GIVEN EXERCISE: Print the entries that appear below, exactly as written and without their pictures.

** START MATERIAL FOR THE TASK **

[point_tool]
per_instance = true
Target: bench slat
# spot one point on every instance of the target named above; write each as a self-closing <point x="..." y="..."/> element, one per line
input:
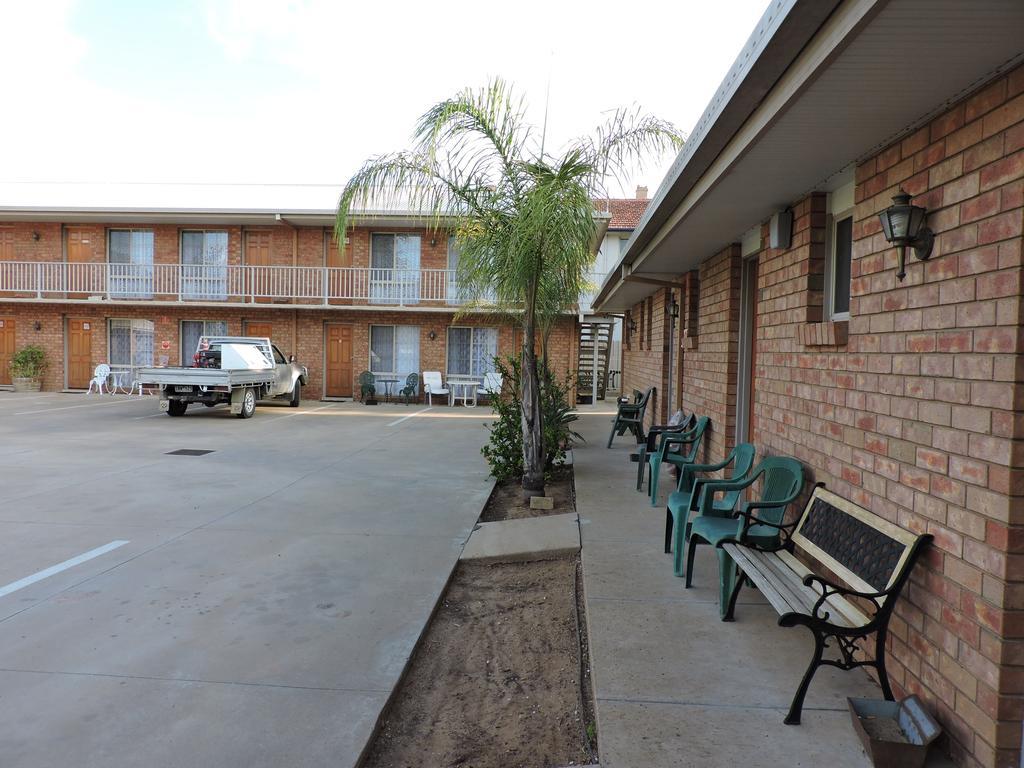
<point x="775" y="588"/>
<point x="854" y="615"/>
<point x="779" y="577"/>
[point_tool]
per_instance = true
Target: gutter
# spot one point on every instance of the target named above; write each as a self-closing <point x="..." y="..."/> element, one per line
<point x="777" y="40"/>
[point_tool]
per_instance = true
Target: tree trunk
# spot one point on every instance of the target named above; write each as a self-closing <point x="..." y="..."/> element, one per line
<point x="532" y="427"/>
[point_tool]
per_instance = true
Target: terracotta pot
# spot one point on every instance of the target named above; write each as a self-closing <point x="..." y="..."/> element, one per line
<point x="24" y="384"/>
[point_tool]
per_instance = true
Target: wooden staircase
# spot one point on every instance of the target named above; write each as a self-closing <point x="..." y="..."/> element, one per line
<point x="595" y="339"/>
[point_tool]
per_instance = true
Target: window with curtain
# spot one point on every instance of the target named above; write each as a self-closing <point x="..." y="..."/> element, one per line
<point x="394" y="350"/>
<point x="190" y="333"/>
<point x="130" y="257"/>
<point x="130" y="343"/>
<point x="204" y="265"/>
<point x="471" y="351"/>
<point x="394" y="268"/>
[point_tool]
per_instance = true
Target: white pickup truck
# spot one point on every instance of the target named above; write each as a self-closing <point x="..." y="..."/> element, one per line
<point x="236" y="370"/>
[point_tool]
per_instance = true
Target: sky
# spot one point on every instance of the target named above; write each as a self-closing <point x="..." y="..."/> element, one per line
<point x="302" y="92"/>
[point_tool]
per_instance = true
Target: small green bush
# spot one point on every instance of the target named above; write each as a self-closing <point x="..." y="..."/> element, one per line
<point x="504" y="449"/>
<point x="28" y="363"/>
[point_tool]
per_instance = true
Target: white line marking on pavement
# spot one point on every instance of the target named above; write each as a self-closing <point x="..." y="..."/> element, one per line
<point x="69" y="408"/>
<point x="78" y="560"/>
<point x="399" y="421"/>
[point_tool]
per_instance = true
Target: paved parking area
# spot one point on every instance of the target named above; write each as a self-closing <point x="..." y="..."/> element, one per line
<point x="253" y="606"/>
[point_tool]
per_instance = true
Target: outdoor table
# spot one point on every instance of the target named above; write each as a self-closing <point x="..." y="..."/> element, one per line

** END MATERIAL FOR THE TASK **

EXERCISE SOLUTION:
[point_tool]
per_instance = true
Target: bench slat
# spot one point on every instance of the target named above; write each as a self-closing <point x="..." y="..."/> element, one per line
input:
<point x="775" y="588"/>
<point x="854" y="615"/>
<point x="779" y="577"/>
[point_tool]
per_instance = true
Target: gutter
# spot one point on every instance of the target named above; write each as a self-closing <point x="..." y="..."/> element, one per line
<point x="777" y="40"/>
[point_tool]
per_instance = true
Target: tree trunk
# spot one point on every instance of the target named above; write each as a self-closing <point x="..." y="..."/> element, one per line
<point x="532" y="427"/>
[point_tool]
per_instance = true
Target: terracotta pot
# spot one point on every instance of the target named above; write each as a self-closing <point x="..." y="..."/> element, one per line
<point x="24" y="384"/>
[point_tool]
per_instance = true
Target: wooden staircase
# spot one point on every instance of the target named above; write each as a self-closing <point x="..." y="..."/> element, one per line
<point x="595" y="339"/>
[point_tool]
per_instance = true
Target: window with curtain
# spot one point on every instance of the target named above; write each as a self-closing <point x="..." y="..."/> element, one per line
<point x="394" y="350"/>
<point x="190" y="333"/>
<point x="130" y="257"/>
<point x="130" y="343"/>
<point x="204" y="265"/>
<point x="471" y="351"/>
<point x="394" y="268"/>
[point_tool]
per_instance = true
Target: white pickup truck
# spot one point on every instance of the target named above; write each as a self-closing <point x="..." y="..."/> element, one per line
<point x="236" y="370"/>
[point_tool]
per_instance = true
Target: sky
# spot one point on every instance of the target named above; write each as a self-closing <point x="..." y="..."/> element, one per line
<point x="302" y="92"/>
[point_tool]
per_instance = true
Target: small green bush
# spot one point on every instance of the target named above; write each as a self-closing <point x="..." y="..."/> element, one per line
<point x="504" y="449"/>
<point x="28" y="363"/>
[point_tool]
per_instance = true
Target: white line marking on pavement
# spot one point on every instance of the target named above; write each as a self-closing <point x="..." y="..."/> element, one per line
<point x="69" y="408"/>
<point x="78" y="560"/>
<point x="399" y="421"/>
[point_tool]
per_instance = true
Target: paved parking area
# spot one point on every instance of the target named above; write each as a self-closing <point x="..." y="..."/> element, one per line
<point x="253" y="606"/>
[point_tool]
per_instance = true
Target: outdoor table
# spot one point on every instance of the target named above; write each as a self-closing <point x="..." y="..."/> element, one per line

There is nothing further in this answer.